Stated exercise 1. Decide whether each statement agrees with the blog text, and answer yes or no with the text's deciding words quoted: (a) The switch to MySQL 5.1 required code changes. (b) The query analyzer depends on the MySQL proxy. (c) The zembly book was released via Safari Rough Cuts.
Stated exercise 2. From the blog text, list the MySQL release numbers it mentions and the tools it names whose names begin with "MySQL".

Text.
----

I recently had an opportunity to compare the performance of MySQL 5.1 v. 5.0. The daily performance test suite for zembly simulates the various loads that we see in our production environment, so our experiment was to change the JDBC connection pool in glassfish to point to an instance of MySQL 5.1 and run the tests.  Without any code changes, we saw a better than 25% improvement. Nice work guys!

We also use the MySQL enterprise monitor both in our testing and production environments. The 2.0 version has query analyzer which gives you the query statistics v. just telling you there are slow queries.  This functionality uses the MySQL proxy to aggregate the query information. There is a performance impact for this (we noticed this during our peformance testing scenarios), but we did some discover some queries which were running to often so it proved useful.

Wednesday Dec 24, 2008

zembly book is almost ready for release

The zembly book is now available from amazon (preorder). I am still waiting to see it in print, but I am hoping this will be useful to people interested in zembly directly or the technologies permiating the social application development space. 

Monday Sep 01, 2008

Safari Rough Cut release of zembly book

I have been working on a book describing how to use zembly to create the social web (think wiki for code targeted to social networks and other web 2.0 platforms like a blog), which was released via Safari Rough Cuts. There is still time to influence the book's content, so please use the feedback mechanism.

----

Material.
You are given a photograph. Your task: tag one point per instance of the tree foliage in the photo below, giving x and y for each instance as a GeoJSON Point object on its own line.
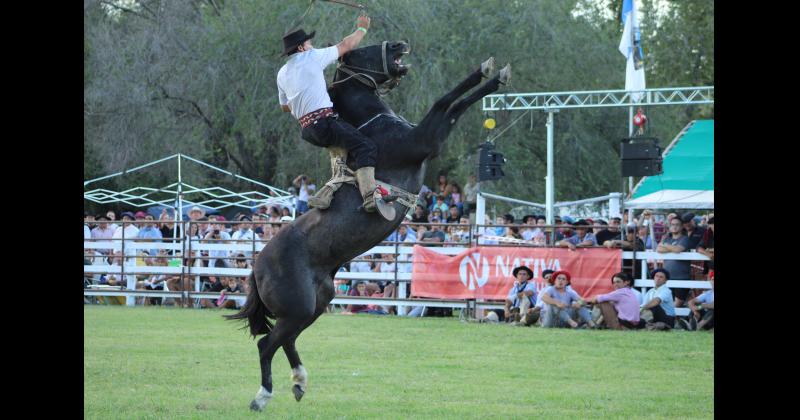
{"type": "Point", "coordinates": [198, 77]}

----

Worked answer 1.
(a) No: "Without any code changes, we saw a better than 25% improvement."
(b) Yes: "This functionality uses the MySQL proxy to aggregate the query information."
(c) Yes: "which was released via Safari Rough Cuts."

Worked answer 2.
MySQL 5.1
MySQL 5.0
MySQL enterprise monitor
MySQL proxy